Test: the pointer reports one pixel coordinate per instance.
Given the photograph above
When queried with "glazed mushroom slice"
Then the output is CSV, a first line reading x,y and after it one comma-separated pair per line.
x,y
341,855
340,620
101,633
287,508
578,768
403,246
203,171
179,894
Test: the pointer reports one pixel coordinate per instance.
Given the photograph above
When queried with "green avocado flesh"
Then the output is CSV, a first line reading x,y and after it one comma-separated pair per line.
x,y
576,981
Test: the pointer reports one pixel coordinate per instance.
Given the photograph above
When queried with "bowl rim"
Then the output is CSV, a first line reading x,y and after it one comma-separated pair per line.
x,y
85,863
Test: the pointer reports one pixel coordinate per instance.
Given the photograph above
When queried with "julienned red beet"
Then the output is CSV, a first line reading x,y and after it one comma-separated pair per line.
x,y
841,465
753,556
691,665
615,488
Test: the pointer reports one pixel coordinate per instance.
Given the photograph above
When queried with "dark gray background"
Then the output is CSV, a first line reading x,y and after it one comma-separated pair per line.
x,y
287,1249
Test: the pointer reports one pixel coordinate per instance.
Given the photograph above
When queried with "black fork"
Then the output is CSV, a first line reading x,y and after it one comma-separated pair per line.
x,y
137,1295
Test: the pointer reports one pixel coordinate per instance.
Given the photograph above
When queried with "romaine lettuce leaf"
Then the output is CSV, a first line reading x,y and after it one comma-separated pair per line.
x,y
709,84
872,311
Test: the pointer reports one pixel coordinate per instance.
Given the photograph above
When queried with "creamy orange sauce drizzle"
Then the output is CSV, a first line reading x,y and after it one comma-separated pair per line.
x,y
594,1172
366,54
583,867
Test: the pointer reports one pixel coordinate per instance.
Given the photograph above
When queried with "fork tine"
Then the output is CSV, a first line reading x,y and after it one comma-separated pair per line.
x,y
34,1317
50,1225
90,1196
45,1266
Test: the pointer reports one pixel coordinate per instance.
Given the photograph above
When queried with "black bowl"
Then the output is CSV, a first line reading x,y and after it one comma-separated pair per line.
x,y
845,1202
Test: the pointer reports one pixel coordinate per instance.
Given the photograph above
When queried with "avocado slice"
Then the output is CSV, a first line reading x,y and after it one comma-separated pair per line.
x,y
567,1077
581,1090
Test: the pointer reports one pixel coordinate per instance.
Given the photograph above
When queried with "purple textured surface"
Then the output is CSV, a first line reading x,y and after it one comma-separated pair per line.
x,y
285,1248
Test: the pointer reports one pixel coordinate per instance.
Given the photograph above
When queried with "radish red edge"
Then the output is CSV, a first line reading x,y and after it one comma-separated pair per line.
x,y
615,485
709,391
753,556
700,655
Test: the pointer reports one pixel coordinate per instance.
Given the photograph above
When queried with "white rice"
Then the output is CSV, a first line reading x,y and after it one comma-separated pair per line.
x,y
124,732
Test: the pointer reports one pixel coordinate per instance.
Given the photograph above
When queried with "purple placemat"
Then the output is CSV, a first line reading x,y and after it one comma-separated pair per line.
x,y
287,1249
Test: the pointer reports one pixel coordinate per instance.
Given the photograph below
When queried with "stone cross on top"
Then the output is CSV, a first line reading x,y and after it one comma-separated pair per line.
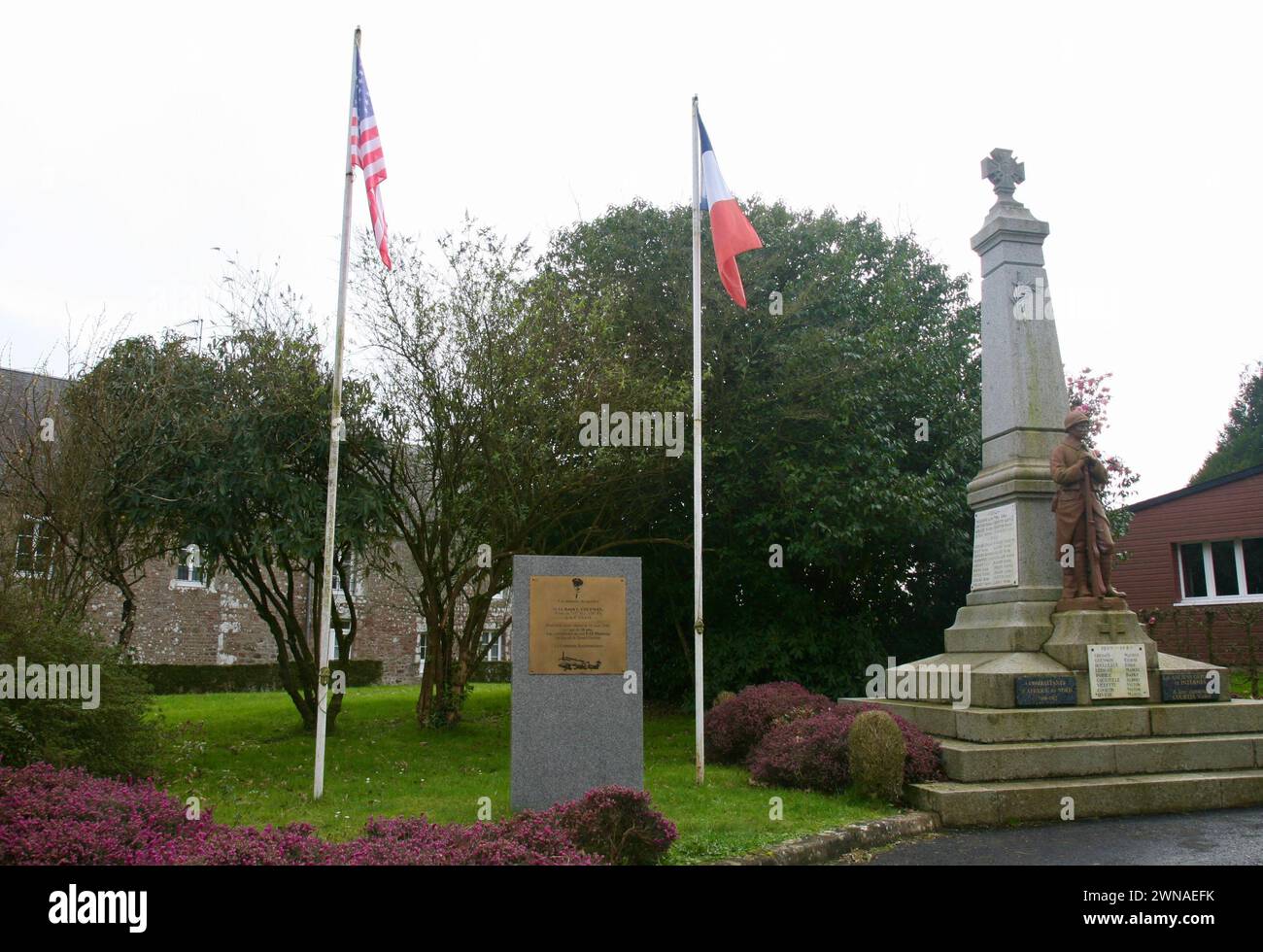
x,y
1003,172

....................

» STATED TASK:
Replicate the material above verbatim; images stay out of the copy.

» SOLUTION FOR THIS PROBLEM:
Test: the pointer reports one pixel coordinate per instance.
Given the photograph above
When queried with "glazed mushroom slice"
Then the output is CSV, a first line reading x,y and after it one comma-separated pair per line.
x,y
341,855
340,620
101,633
287,508
578,768
403,246
203,171
179,894
Test: the pointer reports one pixel coordinate per instance.
Given the photograph above
When queried with "green avocado flesh"
Then the output is CSV, a first line reading x,y and after it one comma-separated pair per line.
x,y
576,981
Test: the pointer reports one pixel coordinate per instance.
Given the photograph above
When queried with "bowl rim"
Then the output is CSV, a first line reading x,y and after it one comma-separated pair per line.
x,y
85,863
Test: the pointer reports one pixel coordinate per instance.
Given the photograph above
When queried with "julienned red beet"
Then the output is CSV, a first line reading x,y and after it one comma-separated pair per line.
x,y
841,465
753,556
691,665
615,488
Test: the pointer reports one pixel coordinate per instance.
Given the photograph above
When queried with "dark gray background"
Then the output is CSV, a first line reading x,y and after it one comma-separated pair per line.
x,y
287,1249
Test: the pointer reports one pixel coordinate per instance.
Given the photograph above
When queried with "black fork"
Then the output is CSV, a first line reading x,y and after it one comma-separated pair per line.
x,y
137,1295
Test: the pointer reports one pixel coordinate per instance.
Given the photograph above
When queried with "romaine lettuce leaf"
Then the output is CSV, a first line reading x,y and after it one comma-separated pair per line.
x,y
709,84
872,311
Test: the pointer reports one pixel coordinate per instance.
Given the photograph above
When queried with "creamy orange sauce drizzle"
Then the output is CSV, a first line reading x,y and after it one comma-separated pair per line.
x,y
594,1172
366,54
583,867
Test: the pointer reports one pixel coordinate per instance.
Given the photograph above
When queried with "fork tine"
Then the output is CSV, a first line reading x,y and after it one comma-separated pair per line.
x,y
34,1317
50,1225
90,1196
45,1266
Test: the pointer reports one pixel coordinate per instance.
Given the photograph above
When queried with "black bowl"
Then the output is CSV, a first line reading x,y and after it one comma-separated pair per line.
x,y
845,1202
Test: the pointer reports one pixel coordinate per instance.
Given the photograph above
When queried with "avocado slice"
Then the output is CSV, a first line reading x,y and after it one comma-separated pair per line.
x,y
567,1077
581,1090
Test: the pointer reports one pixel coordinate per instance.
Given the photograph above
When queried with "purple textured surface"
Then the output is CSV, a first line reading x,y and after it one comma-separated pair per line.
x,y
285,1248
Test: the pointer reports one pixel coordinate per instance.
Given the photograph above
When queried with "radish red edge"
Then the output is CSV, a first line reading x,y and after it one comma-separated pair per line.
x,y
615,485
709,391
753,556
700,655
Test: the pointer reports one pixel coordinate per instance.
Given the photograph above
When queried with "white rice"
Then the output is CSV, a first line reading x,y and after it one comma-separated pair per line.
x,y
124,732
Test: the pointer reports one pixel coordinate per instance.
Given the photograph above
When queried with "purple placemat"
Then the output is CSV, a first line reading x,y and after it one comma-separated pair per line.
x,y
287,1249
Test: the pointer reports one pixel coordinate per instance.
Given the photograph below
When queried with "stone cross on top"
Then the output is CSV, a first line reading x,y and after it one comma-separated pair per line.
x,y
1003,172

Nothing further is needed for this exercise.